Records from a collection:
__________

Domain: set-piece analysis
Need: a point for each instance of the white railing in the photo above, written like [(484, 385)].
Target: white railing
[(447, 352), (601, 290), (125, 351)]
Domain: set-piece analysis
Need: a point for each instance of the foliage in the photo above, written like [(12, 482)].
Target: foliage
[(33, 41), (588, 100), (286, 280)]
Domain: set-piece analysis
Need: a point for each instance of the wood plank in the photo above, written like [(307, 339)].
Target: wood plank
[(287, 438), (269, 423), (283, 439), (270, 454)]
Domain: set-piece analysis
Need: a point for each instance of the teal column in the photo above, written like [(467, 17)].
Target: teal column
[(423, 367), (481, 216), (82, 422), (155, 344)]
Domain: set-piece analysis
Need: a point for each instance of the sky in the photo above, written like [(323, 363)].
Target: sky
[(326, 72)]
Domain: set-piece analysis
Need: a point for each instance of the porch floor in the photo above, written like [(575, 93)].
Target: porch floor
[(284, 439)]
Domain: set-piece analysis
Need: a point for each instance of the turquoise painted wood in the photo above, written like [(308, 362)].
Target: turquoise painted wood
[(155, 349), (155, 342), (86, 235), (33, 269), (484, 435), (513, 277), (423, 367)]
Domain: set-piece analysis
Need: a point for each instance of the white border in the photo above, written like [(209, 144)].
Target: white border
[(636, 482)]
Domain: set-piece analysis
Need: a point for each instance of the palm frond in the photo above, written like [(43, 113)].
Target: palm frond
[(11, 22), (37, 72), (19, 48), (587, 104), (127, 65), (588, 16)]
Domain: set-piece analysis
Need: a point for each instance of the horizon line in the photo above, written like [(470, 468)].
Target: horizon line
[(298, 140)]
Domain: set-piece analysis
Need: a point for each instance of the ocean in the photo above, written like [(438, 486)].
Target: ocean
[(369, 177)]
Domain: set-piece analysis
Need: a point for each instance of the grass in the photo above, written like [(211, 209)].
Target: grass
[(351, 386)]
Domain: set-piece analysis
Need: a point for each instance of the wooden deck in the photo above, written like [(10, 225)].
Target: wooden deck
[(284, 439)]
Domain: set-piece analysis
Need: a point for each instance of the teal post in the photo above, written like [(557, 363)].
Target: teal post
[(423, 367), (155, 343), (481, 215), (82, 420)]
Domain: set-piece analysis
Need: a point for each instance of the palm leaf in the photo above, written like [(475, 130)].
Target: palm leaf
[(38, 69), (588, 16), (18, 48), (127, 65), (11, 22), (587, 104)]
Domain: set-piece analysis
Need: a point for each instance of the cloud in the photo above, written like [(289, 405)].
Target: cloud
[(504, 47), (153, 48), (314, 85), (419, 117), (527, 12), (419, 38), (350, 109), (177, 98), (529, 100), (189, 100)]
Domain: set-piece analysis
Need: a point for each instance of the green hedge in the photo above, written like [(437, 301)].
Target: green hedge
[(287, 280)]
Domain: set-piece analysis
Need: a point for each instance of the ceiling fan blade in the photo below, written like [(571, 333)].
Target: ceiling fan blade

__________

PROBLEM TO SOLVE
Check each line of the entries for the string "blade". Copy the lines that have it.

RESULT OF THE TASK
Need: a point for each instance of the ceiling fan blade in the photo below, written like [(571, 333)].
Target: ceiling fan blade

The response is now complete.